Provided data:
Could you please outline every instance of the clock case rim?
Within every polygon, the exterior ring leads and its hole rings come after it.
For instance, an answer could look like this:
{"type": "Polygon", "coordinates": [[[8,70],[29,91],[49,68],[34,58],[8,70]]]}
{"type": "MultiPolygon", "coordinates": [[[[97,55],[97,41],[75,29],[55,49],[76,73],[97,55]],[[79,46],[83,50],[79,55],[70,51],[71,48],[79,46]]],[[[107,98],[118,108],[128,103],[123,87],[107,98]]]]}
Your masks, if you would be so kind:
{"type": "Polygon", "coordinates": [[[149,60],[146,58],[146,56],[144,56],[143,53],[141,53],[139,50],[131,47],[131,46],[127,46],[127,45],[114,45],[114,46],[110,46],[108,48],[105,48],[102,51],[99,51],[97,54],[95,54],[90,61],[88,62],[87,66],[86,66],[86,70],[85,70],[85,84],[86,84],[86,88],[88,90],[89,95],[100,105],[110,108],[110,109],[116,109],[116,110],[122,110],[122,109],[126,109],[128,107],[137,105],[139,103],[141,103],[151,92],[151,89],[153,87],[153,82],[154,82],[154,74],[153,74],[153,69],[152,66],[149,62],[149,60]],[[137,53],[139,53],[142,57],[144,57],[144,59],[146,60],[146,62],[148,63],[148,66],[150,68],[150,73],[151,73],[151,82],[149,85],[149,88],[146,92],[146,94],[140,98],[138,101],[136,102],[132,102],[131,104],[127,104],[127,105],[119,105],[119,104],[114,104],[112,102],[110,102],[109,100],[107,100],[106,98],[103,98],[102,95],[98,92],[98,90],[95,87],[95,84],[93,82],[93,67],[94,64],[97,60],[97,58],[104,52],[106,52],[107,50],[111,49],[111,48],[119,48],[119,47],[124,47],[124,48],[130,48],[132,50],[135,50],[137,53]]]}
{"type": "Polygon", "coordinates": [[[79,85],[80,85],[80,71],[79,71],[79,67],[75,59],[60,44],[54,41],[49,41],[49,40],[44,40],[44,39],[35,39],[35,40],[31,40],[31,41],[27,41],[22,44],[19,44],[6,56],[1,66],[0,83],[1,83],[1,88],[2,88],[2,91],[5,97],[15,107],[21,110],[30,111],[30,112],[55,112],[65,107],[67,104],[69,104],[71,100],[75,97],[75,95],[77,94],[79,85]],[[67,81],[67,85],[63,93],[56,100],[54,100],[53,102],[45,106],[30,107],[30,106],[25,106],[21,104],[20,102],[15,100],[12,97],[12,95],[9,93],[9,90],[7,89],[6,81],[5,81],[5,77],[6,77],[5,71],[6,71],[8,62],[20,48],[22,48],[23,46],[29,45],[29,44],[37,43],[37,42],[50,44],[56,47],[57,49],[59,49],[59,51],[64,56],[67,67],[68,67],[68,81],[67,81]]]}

What you should do:
After reading through the records, retype all of them exactly.

Exercise result:
Could you please outline every instance of the clock case rim?
Within every polygon, the exterior ring leads and its hole rings come after it.
For instance, an answer could look like this:
{"type": "Polygon", "coordinates": [[[8,70],[29,91],[49,68],[34,58],[8,70]]]}
{"type": "MultiPolygon", "coordinates": [[[[97,55],[97,41],[75,29],[55,49],[76,73],[97,55]],[[79,46],[83,50],[79,55],[70,51],[71,48],[79,46]]],[[[107,98],[118,108],[128,103],[123,87],[107,98]]]]}
Your masks, if you would be so kind:
{"type": "Polygon", "coordinates": [[[149,60],[146,58],[146,56],[144,56],[143,53],[141,53],[139,50],[131,47],[131,46],[127,46],[127,45],[114,45],[114,46],[110,46],[108,48],[105,48],[102,51],[99,51],[97,54],[95,54],[90,61],[88,62],[87,66],[86,66],[86,70],[85,70],[85,84],[86,84],[86,88],[88,90],[89,95],[100,105],[110,108],[110,109],[116,109],[116,110],[122,110],[122,109],[126,109],[128,107],[137,105],[139,103],[141,103],[151,92],[151,89],[153,87],[153,82],[154,82],[154,74],[153,74],[153,69],[152,66],[149,62],[149,60]],[[137,53],[139,53],[142,57],[144,57],[144,59],[146,60],[146,62],[148,63],[148,66],[150,68],[150,73],[151,73],[151,82],[149,85],[149,88],[146,92],[146,94],[140,98],[138,101],[136,102],[132,102],[131,104],[127,104],[127,105],[119,105],[119,104],[114,104],[112,102],[110,102],[109,100],[107,100],[106,98],[103,98],[102,95],[98,92],[98,90],[95,87],[95,84],[93,82],[93,67],[94,64],[97,60],[97,58],[104,52],[106,52],[107,50],[111,49],[111,48],[119,48],[119,47],[124,47],[124,48],[130,48],[132,50],[135,50],[137,53]]]}
{"type": "Polygon", "coordinates": [[[79,85],[80,85],[80,71],[79,71],[79,67],[75,59],[60,44],[54,41],[49,41],[49,40],[44,40],[44,39],[35,39],[35,40],[31,40],[31,41],[27,41],[22,44],[19,44],[6,56],[1,66],[0,83],[1,83],[1,88],[2,88],[2,91],[5,97],[15,107],[21,110],[30,111],[30,112],[55,112],[65,107],[67,104],[69,104],[71,100],[75,97],[75,95],[77,94],[79,85]],[[67,81],[67,85],[63,93],[56,100],[54,100],[53,102],[45,106],[30,107],[30,106],[25,106],[21,104],[20,102],[15,100],[12,97],[12,95],[9,93],[9,90],[7,89],[6,81],[5,81],[5,77],[6,77],[5,71],[6,71],[8,62],[20,48],[22,48],[23,46],[29,45],[29,44],[37,43],[37,42],[50,44],[56,47],[57,49],[59,49],[59,51],[64,56],[67,67],[68,67],[68,81],[67,81]]]}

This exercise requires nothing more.